> _EXCERPTED DATA_
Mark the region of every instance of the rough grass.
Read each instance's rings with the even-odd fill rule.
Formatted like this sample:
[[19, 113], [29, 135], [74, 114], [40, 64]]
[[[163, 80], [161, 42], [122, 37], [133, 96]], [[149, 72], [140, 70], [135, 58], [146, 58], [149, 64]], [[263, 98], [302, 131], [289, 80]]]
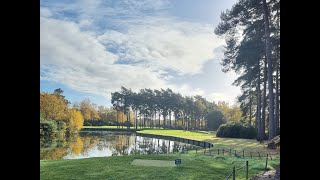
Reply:
[[[182, 159], [179, 167], [131, 165], [135, 159]], [[264, 170], [264, 160], [200, 154], [132, 155], [76, 160], [41, 160], [40, 179], [225, 179], [232, 167], [241, 167], [249, 160], [249, 176]], [[275, 167], [279, 160], [268, 162]], [[245, 170], [236, 171], [236, 179], [245, 179]]]

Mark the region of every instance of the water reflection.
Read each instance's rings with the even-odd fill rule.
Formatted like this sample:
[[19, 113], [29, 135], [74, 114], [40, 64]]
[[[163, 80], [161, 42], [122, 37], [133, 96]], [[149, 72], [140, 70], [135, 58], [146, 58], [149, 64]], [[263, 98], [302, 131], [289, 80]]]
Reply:
[[185, 152], [194, 146], [125, 132], [81, 132], [69, 139], [40, 139], [40, 159], [79, 159]]

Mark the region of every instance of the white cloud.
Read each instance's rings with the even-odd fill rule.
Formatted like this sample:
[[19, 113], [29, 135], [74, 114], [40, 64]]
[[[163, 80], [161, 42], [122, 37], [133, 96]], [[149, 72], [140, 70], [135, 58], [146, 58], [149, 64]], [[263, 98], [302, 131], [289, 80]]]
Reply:
[[165, 18], [130, 22], [126, 32], [109, 30], [98, 39], [117, 49], [121, 59], [180, 75], [200, 73], [215, 57], [213, 50], [223, 44], [209, 25]]
[[[208, 100], [233, 101], [228, 93], [211, 93], [207, 89], [192, 87], [192, 82], [177, 85], [169, 81], [176, 76], [202, 73], [204, 64], [215, 58], [215, 48], [224, 41], [214, 35], [211, 25], [168, 16], [116, 17], [120, 9], [131, 13], [138, 10], [135, 15], [147, 10], [166, 9], [169, 6], [167, 1], [110, 3], [108, 0], [78, 1], [41, 7], [42, 80], [59, 82], [74, 90], [106, 98], [125, 86], [134, 91], [171, 88], [182, 95], [198, 94]], [[76, 11], [80, 15], [77, 20], [57, 19], [59, 16], [55, 15], [61, 11]], [[113, 24], [106, 24], [103, 33], [94, 31], [96, 20], [105, 16], [112, 17], [106, 18], [108, 21], [105, 22], [110, 20]], [[117, 28], [113, 27], [114, 24]]]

> _PROMPT_
Scale up the stretch from the line containing "Mark the region of every instance of the white" through the end of the items, both ends included. Reproduce every line, requests included, with each polygon vertex coordinate in the answers multiplied by 2 and rounded to a whole number, halves going up, and leave all numbers in the requests and their format samples unchanged.

> _WORKED SOLUTION_
Mark the region of every instance of the white cloud.
Read each instance's rings with the even-odd fill rule.
Formatted like this sample:
[[19, 113], [29, 135], [74, 114], [40, 64]]
[[[163, 80], [161, 42], [122, 37], [133, 96]], [[149, 72], [140, 70], [135, 58], [146, 58], [149, 64]], [[263, 98], [302, 131], [289, 80]]]
Reply:
[[330, 36], [260, 44], [252, 64], [218, 60], [196, 78], [234, 98], [242, 118], [360, 150], [400, 146], [430, 114], [426, 100], [446, 88], [418, 50]]
[[[416, 200], [466, 202], [456, 186], [422, 186], [414, 178], [384, 174], [384, 164], [354, 170], [338, 162], [352, 152], [404, 146], [408, 128], [430, 116], [430, 96], [448, 82], [428, 70], [422, 50], [336, 32], [232, 34], [240, 18], [262, 26], [276, 20], [270, 30], [294, 20], [332, 18], [338, 12], [334, 2], [220, 6], [216, 0], [156, 2], [82, 14], [84, 160], [118, 164], [148, 180], [212, 196], [250, 172], [268, 182], [342, 176], [364, 190], [396, 188]], [[152, 22], [160, 30], [154, 40], [114, 38], [118, 32], [110, 30], [122, 22]], [[226, 48], [212, 48], [206, 66], [188, 62], [192, 40], [210, 32], [224, 34], [212, 36], [216, 42], [210, 44], [220, 40]], [[234, 56], [226, 54], [228, 48]]]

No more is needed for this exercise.